Work task. Reproduce word for word the stretch of the passage on new CIHR-funded studies at Bruyère from "The research team includes" through "and Catherine Caron.".

[Selected extract — start]

Newly funded studies by the Canadian Institutes of Health Research (CIHR) at Bruyère are aimed at improving Canada’s health systems and services.

 

Dr. Clare Liddy will be leading a project to improve access to specialized care for patients with frailty using eConsult. As her research team notes, over 1.5 million Canadians currently live with frailty, and those who do are more likely to experience poor health outcomes when faced with stressors, including COVID-19. One of the challenges to care delivery for this group is accessing timely advice and support from experts. Leveraging the well-established eConsult platform, which allows primary care providers to securely communicate online with over 100 specialty groups, the team will look to incorporate frailty eConsult services with linkage to specialists, allied health professionals, and community services specifically targeting needs of older adults with frailty across multiple provinces and creating a national database to support analysis and creation of tools to assist health care providers identify and manage frailty.

 

The research team includes Pamela Jarrett, Isabelle Vedel, Sandra Magalhaes, Sathya Karunananthan, Jatinderpreet Singh, Barbara Farrell, Arya Rahgozar, Lisa McCarthy, Douglas Archibald, Deanne Houghton, James LaPlante, Celeste Fung, Maxine Dumas Pilon, Mohamed Gazarin, Samira Abbasgolizadeh Rahimi, Claire Godard-Sebillotte, Amy Hsu, Howard Bergman, Bryn Robinson, Chantal Backman, Simone Dahrouge, Benoît Robert, Jacinthe Savard, Mylaine Breton, Shirley Bush, Erin Keely, and Catherine Caron.

 

The engagement of the public, patients, their families, health professionals, and others (stakeholders) in research is valued and important, and while stakeholder engagement in systematic reviews enhances relevance, quality, impact, there is a gap in understanding how to best engage these groups in health care systematic reviews. Dr. Peter Tugwell and the research team aim to develop guidance on methods of stakeholder engagement and evaluation of stakeholder engagement in systematic reviews and to develop and adapt existing reporting guidelines. The team will be consulting directly with a wide number of health care stakeholders to co-produce a strategy that focused on barriers and facilitators for stakeholder engagement for maximum impact. Involvement of the public, patients, health professionals in the systematic review process has great potential to improve overall health outcomes and avoid research waste.

[Selected extract — finish]
[Data excerpts — start]

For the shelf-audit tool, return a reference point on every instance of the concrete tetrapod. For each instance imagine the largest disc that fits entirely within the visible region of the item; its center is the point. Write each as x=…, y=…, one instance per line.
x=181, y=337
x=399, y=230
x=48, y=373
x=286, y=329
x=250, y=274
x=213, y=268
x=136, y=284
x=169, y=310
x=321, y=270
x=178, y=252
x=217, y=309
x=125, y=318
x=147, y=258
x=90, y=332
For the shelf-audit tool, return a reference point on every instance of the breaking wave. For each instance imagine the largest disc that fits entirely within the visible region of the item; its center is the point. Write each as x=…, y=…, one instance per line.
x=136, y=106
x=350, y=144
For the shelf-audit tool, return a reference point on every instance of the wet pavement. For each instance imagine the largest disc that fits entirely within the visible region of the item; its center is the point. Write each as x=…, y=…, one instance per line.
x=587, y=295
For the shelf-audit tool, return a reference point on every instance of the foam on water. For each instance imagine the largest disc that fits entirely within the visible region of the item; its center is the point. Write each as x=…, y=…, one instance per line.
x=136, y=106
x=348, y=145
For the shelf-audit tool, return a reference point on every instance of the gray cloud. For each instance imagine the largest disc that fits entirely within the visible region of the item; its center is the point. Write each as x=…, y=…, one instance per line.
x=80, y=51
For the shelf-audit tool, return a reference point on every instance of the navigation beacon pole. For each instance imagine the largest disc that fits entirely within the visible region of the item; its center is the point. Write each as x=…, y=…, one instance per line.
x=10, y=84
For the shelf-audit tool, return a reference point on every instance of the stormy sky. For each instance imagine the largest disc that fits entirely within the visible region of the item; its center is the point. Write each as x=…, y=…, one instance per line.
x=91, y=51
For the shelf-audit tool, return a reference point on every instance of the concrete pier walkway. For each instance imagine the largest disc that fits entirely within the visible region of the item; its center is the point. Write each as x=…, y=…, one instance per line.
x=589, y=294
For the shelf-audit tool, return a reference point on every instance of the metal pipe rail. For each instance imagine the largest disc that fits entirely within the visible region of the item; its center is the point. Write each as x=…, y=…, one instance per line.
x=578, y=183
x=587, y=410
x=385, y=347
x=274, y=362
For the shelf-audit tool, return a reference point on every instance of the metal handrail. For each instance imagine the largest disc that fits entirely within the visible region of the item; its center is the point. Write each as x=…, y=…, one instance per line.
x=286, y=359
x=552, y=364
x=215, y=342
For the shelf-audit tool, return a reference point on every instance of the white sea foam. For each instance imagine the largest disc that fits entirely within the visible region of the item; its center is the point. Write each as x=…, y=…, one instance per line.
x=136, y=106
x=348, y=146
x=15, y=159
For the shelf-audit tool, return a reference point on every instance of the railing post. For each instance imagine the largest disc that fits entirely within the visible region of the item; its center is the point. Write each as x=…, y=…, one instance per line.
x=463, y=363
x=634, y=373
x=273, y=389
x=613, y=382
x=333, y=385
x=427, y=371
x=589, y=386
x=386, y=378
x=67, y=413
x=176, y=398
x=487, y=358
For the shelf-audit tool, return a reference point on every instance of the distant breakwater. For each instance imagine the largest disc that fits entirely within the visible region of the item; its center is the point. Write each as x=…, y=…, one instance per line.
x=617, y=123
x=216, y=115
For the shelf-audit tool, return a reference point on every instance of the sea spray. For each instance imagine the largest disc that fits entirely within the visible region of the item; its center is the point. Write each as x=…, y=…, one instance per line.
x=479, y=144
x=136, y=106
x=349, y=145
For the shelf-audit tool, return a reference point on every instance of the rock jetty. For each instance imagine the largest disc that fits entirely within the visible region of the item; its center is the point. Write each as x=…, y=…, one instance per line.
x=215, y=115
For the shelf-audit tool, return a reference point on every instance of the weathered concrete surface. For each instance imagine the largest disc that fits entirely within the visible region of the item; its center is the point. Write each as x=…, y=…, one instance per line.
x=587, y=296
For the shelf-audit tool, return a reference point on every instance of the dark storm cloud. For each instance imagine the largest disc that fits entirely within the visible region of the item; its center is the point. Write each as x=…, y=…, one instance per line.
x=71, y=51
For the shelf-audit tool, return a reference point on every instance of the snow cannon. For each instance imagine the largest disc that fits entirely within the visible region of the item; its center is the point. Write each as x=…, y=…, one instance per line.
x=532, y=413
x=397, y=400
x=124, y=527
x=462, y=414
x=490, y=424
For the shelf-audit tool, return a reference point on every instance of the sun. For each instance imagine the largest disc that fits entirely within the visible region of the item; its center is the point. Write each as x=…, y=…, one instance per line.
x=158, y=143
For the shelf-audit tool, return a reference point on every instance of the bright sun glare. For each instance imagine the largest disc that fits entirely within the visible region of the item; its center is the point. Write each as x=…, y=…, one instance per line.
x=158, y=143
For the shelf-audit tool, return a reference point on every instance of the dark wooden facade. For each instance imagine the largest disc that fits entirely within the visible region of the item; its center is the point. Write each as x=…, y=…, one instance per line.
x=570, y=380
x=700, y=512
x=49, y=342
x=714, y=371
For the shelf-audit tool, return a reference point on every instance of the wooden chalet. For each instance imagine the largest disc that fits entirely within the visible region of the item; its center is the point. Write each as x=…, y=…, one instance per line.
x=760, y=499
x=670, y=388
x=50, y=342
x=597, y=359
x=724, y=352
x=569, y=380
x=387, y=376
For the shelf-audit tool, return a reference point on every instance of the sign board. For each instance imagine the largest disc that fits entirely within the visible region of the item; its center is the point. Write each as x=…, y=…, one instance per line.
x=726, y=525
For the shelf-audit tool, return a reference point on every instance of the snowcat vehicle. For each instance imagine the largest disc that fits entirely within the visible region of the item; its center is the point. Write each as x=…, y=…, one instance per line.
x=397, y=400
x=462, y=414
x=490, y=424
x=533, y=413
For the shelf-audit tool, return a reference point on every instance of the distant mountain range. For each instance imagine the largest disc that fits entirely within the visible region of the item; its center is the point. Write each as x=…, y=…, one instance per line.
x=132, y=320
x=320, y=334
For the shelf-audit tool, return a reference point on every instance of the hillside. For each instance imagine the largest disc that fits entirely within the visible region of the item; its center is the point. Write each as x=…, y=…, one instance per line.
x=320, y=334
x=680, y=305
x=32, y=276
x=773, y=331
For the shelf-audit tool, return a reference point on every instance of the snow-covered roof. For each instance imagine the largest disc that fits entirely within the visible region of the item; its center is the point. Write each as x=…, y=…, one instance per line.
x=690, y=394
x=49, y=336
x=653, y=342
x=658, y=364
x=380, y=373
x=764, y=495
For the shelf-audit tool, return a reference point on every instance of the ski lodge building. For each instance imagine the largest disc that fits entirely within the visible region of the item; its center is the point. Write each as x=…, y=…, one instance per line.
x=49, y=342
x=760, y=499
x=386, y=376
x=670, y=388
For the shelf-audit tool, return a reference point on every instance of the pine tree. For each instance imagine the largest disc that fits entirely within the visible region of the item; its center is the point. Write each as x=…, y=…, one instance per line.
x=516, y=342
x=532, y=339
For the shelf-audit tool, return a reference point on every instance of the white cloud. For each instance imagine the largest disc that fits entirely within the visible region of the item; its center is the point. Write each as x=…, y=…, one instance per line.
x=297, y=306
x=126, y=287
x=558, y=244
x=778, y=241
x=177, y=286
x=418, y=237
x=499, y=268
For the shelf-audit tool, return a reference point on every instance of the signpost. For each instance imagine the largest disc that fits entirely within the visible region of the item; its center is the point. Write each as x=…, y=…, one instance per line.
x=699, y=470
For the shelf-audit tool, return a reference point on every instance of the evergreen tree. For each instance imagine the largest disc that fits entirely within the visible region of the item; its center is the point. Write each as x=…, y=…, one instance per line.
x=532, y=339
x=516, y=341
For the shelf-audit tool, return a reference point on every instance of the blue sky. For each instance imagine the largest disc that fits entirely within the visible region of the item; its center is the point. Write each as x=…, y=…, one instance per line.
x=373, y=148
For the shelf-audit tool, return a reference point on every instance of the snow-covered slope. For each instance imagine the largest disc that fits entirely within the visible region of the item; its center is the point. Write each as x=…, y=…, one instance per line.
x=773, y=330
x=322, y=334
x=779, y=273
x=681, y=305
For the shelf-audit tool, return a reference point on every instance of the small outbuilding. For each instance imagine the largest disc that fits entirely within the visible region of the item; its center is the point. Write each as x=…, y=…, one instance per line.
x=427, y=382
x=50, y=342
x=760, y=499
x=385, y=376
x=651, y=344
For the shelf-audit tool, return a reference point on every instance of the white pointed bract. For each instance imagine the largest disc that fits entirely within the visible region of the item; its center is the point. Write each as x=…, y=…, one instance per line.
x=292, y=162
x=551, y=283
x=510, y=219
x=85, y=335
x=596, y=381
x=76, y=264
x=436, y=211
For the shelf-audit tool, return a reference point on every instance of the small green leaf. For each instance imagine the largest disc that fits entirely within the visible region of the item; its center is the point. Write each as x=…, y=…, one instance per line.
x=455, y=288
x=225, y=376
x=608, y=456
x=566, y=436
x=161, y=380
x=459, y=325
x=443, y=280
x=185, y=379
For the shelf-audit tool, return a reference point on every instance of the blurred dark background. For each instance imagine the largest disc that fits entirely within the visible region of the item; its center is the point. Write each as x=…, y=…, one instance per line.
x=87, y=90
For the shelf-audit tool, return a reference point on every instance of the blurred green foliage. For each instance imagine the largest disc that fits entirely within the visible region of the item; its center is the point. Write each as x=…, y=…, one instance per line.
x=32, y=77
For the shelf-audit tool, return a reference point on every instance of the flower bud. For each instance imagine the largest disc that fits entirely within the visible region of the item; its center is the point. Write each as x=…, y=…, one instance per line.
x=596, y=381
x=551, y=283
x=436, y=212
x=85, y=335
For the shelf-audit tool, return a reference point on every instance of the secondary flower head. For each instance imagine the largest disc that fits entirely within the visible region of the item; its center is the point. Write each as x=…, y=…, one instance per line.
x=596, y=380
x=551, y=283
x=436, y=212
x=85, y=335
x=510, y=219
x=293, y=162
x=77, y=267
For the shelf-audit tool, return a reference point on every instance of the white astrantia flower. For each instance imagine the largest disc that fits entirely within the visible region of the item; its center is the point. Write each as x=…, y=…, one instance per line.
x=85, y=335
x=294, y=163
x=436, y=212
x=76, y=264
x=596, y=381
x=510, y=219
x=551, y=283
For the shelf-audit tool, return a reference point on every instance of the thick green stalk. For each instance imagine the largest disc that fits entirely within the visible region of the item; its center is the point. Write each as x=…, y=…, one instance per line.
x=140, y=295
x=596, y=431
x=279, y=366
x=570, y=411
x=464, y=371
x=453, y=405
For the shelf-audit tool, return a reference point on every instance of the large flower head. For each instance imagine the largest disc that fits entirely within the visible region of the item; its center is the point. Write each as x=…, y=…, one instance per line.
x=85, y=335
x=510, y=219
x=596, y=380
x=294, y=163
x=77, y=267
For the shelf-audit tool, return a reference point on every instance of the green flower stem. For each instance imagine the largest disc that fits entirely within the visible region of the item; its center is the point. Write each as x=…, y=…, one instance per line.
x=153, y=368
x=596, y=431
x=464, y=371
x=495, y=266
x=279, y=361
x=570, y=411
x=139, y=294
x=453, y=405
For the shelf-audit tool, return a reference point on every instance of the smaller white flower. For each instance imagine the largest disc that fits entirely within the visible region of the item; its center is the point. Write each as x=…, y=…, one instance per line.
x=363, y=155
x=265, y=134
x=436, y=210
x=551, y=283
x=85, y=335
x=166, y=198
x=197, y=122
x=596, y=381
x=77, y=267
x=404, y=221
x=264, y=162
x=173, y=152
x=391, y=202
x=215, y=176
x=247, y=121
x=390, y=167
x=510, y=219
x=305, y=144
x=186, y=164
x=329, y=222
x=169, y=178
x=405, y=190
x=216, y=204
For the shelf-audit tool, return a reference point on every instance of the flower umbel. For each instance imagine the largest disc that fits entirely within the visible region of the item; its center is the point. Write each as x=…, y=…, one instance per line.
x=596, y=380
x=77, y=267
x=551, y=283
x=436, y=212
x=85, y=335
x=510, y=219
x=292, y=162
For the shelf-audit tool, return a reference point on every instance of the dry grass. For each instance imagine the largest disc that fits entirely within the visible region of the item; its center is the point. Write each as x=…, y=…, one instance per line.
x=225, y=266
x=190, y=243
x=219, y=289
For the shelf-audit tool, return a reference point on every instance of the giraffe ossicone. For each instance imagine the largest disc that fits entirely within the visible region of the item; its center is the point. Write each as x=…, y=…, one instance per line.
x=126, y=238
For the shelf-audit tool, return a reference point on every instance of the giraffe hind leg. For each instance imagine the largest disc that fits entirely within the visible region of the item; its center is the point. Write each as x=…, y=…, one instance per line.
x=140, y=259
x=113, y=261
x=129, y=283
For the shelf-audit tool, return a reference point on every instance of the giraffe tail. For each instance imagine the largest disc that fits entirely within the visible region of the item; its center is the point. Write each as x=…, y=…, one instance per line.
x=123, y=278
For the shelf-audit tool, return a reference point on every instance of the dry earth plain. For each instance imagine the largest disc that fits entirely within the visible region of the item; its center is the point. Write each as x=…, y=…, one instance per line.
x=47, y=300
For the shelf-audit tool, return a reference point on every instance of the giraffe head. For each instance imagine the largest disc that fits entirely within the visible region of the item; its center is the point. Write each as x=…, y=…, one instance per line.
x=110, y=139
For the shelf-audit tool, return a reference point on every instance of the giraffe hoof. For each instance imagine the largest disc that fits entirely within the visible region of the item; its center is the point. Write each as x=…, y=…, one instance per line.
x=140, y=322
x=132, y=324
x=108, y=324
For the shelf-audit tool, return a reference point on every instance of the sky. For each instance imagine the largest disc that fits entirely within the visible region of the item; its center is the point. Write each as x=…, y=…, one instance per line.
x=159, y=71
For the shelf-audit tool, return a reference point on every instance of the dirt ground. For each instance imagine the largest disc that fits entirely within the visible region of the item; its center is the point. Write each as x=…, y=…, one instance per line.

[Data excerpts — finish]

Answer to the problem.
The research team includes Pamela Jarrett, Isabelle Vedel, Sandra Magalhaes, Sathya Karunananthan, Jatinderpreet Singh, Barbara Farrell, Arya Rahgozar, Lisa McCarthy, Douglas Archibald, Deanne Houghton, James LaPlante, Celeste Fung, Maxine Dumas Pilon, Mohamed Gazarin, Samira Abbasgolizadeh Rahimi, Claire Godard-Sebillotte, Amy Hsu, Howard Bergman, Bryn Robinson, Chantal Backman, Simone Dahrouge, Benoît Robert, Jacinthe Savard, Mylaine Breton, Shirley Bush, Erin Keely, and Catherine Caron.